→ What the task asks:
Starting with the line that contains "Task: where can the stack" and going on through the end of the items, write those lines out again, substituting "leaflets" for "flyers" and changing nothing else. Leave the pictures out of your answer.
-=-=-=-=-
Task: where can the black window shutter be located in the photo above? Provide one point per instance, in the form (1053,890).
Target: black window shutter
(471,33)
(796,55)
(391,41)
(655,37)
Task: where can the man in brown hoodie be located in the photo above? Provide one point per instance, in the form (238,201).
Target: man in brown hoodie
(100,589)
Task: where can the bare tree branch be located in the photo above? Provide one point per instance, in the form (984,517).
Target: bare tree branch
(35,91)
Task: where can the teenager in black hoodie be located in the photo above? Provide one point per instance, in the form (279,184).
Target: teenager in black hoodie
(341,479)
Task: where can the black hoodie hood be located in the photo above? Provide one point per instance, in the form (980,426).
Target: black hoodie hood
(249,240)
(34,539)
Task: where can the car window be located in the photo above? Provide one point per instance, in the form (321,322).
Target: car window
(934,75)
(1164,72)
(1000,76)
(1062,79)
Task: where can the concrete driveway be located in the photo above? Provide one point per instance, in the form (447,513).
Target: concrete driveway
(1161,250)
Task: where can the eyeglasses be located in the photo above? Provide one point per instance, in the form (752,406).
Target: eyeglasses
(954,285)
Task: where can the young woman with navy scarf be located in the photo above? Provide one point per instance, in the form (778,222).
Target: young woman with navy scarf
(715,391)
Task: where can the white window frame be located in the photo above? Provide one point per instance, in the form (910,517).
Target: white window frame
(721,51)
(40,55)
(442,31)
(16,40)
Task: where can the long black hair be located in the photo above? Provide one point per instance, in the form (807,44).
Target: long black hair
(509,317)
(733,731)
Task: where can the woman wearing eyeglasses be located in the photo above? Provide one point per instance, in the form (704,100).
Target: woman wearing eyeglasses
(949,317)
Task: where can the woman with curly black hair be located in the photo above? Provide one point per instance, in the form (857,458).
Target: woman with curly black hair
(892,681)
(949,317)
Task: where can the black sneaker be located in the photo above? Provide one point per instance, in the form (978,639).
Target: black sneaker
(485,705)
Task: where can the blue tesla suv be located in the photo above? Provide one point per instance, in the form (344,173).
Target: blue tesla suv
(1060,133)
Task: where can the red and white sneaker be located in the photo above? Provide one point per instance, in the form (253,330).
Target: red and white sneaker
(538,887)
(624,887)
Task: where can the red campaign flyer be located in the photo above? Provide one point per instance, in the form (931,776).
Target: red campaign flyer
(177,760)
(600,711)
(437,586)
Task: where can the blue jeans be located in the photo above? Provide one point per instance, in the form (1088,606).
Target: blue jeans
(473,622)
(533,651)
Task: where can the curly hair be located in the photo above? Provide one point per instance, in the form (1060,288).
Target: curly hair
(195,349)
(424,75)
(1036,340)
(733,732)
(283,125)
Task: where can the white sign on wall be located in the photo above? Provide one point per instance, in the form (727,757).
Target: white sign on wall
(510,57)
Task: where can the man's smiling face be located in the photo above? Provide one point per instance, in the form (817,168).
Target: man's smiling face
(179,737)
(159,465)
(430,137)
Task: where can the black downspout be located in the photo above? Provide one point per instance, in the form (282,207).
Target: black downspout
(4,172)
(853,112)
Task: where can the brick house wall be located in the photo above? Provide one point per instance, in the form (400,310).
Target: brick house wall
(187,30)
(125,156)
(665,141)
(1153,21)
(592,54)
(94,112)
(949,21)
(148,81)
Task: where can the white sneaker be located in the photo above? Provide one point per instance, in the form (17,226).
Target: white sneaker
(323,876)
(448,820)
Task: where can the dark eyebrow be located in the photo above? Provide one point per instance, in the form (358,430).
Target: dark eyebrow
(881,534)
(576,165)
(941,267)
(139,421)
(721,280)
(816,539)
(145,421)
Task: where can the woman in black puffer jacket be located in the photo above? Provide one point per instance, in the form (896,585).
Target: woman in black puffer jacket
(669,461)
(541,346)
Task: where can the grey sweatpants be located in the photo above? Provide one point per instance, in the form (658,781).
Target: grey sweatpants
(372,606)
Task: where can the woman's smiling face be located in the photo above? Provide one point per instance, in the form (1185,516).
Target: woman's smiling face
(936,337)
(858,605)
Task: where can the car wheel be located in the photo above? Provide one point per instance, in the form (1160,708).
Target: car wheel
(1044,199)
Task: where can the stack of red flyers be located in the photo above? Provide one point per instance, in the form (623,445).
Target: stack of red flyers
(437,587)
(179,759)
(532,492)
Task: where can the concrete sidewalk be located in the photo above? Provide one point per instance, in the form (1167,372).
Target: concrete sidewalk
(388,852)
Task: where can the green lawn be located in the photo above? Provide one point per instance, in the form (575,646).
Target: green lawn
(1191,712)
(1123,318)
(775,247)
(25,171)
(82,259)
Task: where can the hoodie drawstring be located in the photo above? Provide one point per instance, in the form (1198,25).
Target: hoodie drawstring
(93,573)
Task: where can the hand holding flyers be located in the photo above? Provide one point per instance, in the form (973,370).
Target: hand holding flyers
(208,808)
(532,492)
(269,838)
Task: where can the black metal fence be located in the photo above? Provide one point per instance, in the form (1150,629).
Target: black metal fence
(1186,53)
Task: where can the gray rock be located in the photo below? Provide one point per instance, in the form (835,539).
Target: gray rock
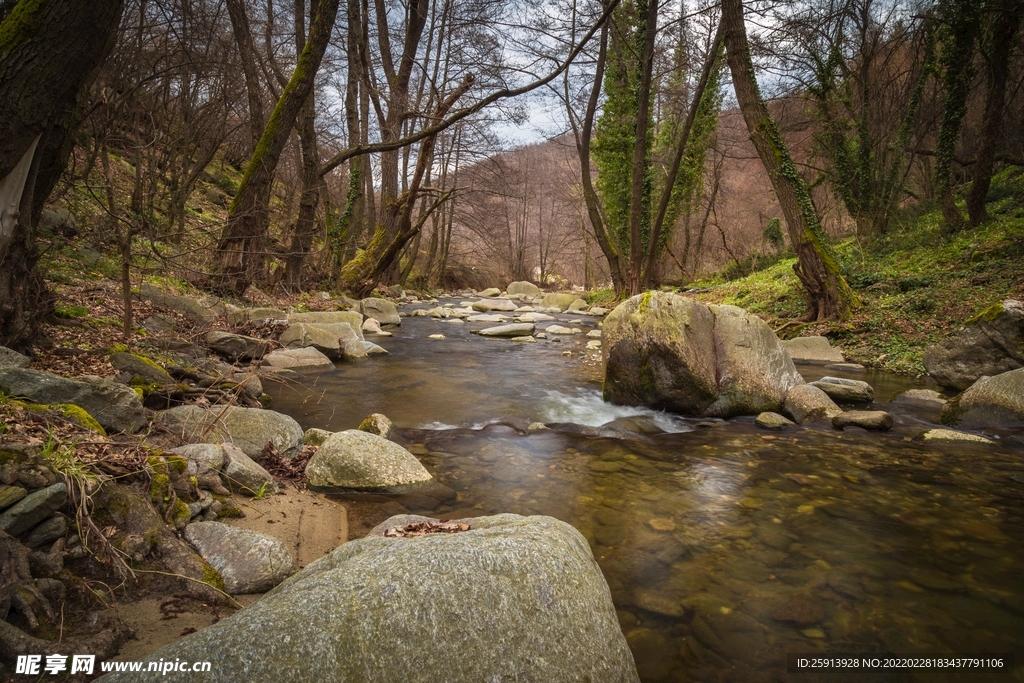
-=-=-=-=-
→ Correct output:
Task: where can the stack of red leaflets be located in the photo above? Provide one point per instance, in the form (623,445).
Target: stack of red leaflets
(437,587)
(179,759)
(532,492)
Task: where can the concrete sidewalk be located in the photo above? Provide one point per instance, in the form (1167,372).
Target: concrete sidewalk
(388,852)
Task: where can the green lawn be located in the photo above? Provide one point per instance, in the form (575,646).
Target: green lawn
(1191,712)
(1123,318)
(775,247)
(25,171)
(82,259)
Task: where can the hoodie drawstring be located in the photo above? Provide one point per instance, in the form (1198,25).
Target: hoodie drawstring
(93,573)
Task: where can the hand holding leaflets be located in the photo above? Provide one point per instance, in the form (973,370).
Target: hand holding leaflets
(208,808)
(532,492)
(269,838)
Task: where can the black metal fence be located in the photo above? Provide one point per instance, in the form (1150,629).
Target: black metal fence
(1186,53)
Task: where can the gray rock be located in the photo below? Provide one point per instance, in the form (835,539).
Target: gray rock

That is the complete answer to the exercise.